### [PROVIDED PASSAGE]
The data shows that women are significantly less likely to be recognized for their accomplishments than men. For example, Dr. Silver showed data from the Her Time is Now Report that she authored, which demonstrates that Black women represent only 0-1 percent of faculty who hold professor titles in most medical specialties in the United States. This low number represents an “inexorable zero”—a concept that United States courts have used to assume discrimination.

Another study she led found that ten major medical societies had zero years of presidential leadership by women over the past decade. Dr. Silver has conducted numerous studies that show women physicians are receiving zero or near zero levels of recognition awards from the medical specialty societies that are committed to representing them—an extraordinary finding that she recently discussed in a Forbes article.

“For any award in medicine, there are more than zero women who deserve it,” she said.

Additionally, she highlighted studies that show women under-earn men by $20,000 at the beginning of their medical careers, and make 88 cents to every dollar at the department chair level. Dr. Silver mentioned that pay inequities are likely to be exacerbated by the pandemic—something that she wrote about in an article in The BMJ.

To achieve equity, the emphasis needs to be on changing structures, not changing women, she said. Credit should be given for service on DEI efforts as it is for scholarship, she suggested. Rather than telling women to “lean in” to make salary negotiations, hiring bodies should be trained to recognize and avoid pay inequity.

Policies can also redress under-representation. For example, the journal Neurology recently committed to increase to 50 percent the proportion of women peer reviewers, editorial and commentary writers, and editorial team and board members. Harassment—which can be worse in medicine than in most other fields and approaching levels experienced in the military—needs to be addressed by leadership.

Equity will only succeed if it addresses all three pillars of what Dr. Silver calls the “Triple Aim of Academic Medicine”: pay, promotions and well-being.

Inspired by her research, Dr. Silver started the #HerTimeIsNow campaign to promote equity for women in medicine. She also directs a women’s leadership continuing medical education course at Harvard Medical School, where she advises becoming a “critical actor” in the fight for equity, always relying on data to guide progress, and sharing it with leaders in the profession who will use it to guide their decision making.

“Things havent improved due to critical mass,” she said. “Instead, we need critical actors.”

### [THE DATA]
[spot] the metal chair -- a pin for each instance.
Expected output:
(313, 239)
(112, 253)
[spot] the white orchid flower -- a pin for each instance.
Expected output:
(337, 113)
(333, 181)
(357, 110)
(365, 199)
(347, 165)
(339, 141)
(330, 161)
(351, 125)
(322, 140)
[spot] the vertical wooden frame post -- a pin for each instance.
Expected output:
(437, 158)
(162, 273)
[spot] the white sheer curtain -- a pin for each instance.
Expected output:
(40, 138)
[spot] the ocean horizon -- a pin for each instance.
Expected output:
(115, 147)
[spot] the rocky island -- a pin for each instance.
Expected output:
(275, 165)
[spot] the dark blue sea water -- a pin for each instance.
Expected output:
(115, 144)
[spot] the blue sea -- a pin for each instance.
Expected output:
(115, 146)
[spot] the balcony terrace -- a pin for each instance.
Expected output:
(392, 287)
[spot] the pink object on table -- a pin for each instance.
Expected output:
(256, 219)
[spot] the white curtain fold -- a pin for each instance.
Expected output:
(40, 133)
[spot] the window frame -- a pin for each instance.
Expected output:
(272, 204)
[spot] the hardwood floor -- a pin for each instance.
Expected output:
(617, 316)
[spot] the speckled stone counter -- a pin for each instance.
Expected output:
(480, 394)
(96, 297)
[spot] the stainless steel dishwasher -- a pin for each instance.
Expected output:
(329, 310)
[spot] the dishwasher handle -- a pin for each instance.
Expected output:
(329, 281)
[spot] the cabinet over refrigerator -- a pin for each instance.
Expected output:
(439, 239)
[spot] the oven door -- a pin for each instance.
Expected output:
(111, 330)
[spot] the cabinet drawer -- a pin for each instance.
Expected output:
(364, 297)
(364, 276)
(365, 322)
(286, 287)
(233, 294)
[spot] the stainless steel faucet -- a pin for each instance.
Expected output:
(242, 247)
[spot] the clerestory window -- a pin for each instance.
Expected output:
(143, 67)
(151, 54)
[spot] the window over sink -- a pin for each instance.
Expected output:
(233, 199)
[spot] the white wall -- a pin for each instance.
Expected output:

### [PROBLEM TO SOLVE]
Repeat word for word the part of the passage on gender equity in medicine above that runs between "The data shows" and "a Forbes article.", inclusive.

### [FINISHED TASK]
The data shows that women are significantly less likely to be recognized for their accomplishments than men. For example, Dr. Silver showed data from the Her Time is Now Report that she authored, which demonstrates that Black women represent only 0-1 percent of faculty who hold professor titles in most medical specialties in the United States. This low number represents an “inexorable zero”—a concept that United States courts have used to assume discrimination.

Another study she led found that ten major medical societies had zero years of presidential leadership by women over the past decade. Dr. Silver has conducted numerous studies that show women physicians are receiving zero or near zero levels of recognition awards from the medical specialty societies that are committed to representing them—an extraordinary finding that she recently discussed in a Forbes article.